Extrait cité.
------------------------
Par-delà ce contexte, 2025 s'annonce comme une année pendant laquelle les économies baltes seront fortement travaillées par leur environnement géopolitique immédiat.
Dans les pays baltes et en Pologne, la perception de la menace russe continue de se renforcer. Fin 2024, les pays baltes et nordiques semblent avoir subi un certain nombre d'actes de sabotage : en novembre, deux câbles télécoms ont été endommagés en mer Baltique (l'un reliant la Finlande à l'Allemagne et l'autre la Suède à la Lituanie). En décembre, c'est l'une des deux interconnexions électriques (EstLink 2) entre la Finlande et l'Estonie qui a été rompue. Selon les déclarations des autorités finlandaises1, d'autres infrastructures reliant les deux pays étaient visées par le même navire, à savoir la seconde interconnexion électrique (EstLink 1) et un gazoduc (BalticConnector). Ces actes sont interprétés par les pays de la région comme faisant partie d'une guerre hybride menée par la Russie dans le contexte de la guerre en Ukraine, mais également comme un signe de l'agressivité russe à leur égard, au-delà de ce seul conflit. C'est donc bien une menace existentielle à laquelle se sentent confrontées ces sociétés.
Cette perception impose le thème sécuritaire comme priorité budgétaire et installe un modèle global de défense.
Pour commencer, l'ensemble des pays de la zone fournissent un effort budgétaire important pour leur défense : en tête, la Pologne devrait dépenser 4,12% de son PIB pour la défense en 20242, suivent ensuite l'Estonie à 3,4%, et la Lettonie et la Lituanie, toutes deux à 3,2%. Tous entendent fournir des efforts supplémentaires en 2025. Les quatre pays ont entamé des travaux pour fortifier leurs frontières avec la Russie et la Biélorussie. Au budget de défense s'ajoute le soutien à l'Ukraine : les pays baltes visent un soutien équivalent à 0,25% de leur PIB chaque année.
------------------------
Liste du matériel.
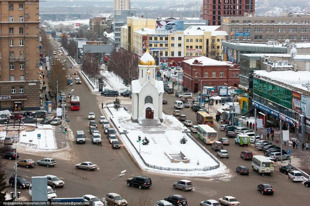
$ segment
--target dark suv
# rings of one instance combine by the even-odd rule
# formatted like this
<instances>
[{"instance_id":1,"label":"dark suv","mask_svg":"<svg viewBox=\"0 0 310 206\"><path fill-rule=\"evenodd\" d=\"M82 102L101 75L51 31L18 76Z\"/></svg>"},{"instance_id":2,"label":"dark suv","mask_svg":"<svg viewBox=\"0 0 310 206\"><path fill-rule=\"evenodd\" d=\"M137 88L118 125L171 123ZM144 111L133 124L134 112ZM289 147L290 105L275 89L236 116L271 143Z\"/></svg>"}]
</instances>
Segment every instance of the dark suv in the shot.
------------------------
Objectif de la tâche. Reprenez, dans le texte sur les pays baltes, tout ce qui va de « Cette perception impose » jusqu'à « PIB chaque année. », en renommant « Biélorussie » en « Bélarus ».

Problème résolu.
Cette perception impose le thème sécuritaire comme priorité budgétaire et installe un modèle global de défense.
Pour commencer, l'ensemble des pays de la zone fournissent un effort budgétaire important pour leur défense : en tête, la Pologne devrait dépenser 4,12% de son PIB pour la défense en 20242, suivent ensuite l'Estonie à 3,4%, et la Lettonie et la Lituanie, toutes deux à 3,2%. Tous entendent fournir des efforts supplémentaires en 2025. Les quatre pays ont entamé des travaux pour fortifier leurs frontières avec la Russie et la Bélarus. Au budget de défense s'ajoute le soutien à l'Ukraine : les pays baltes visent un soutien équivalent à 0,25% de leur PIB chaque année.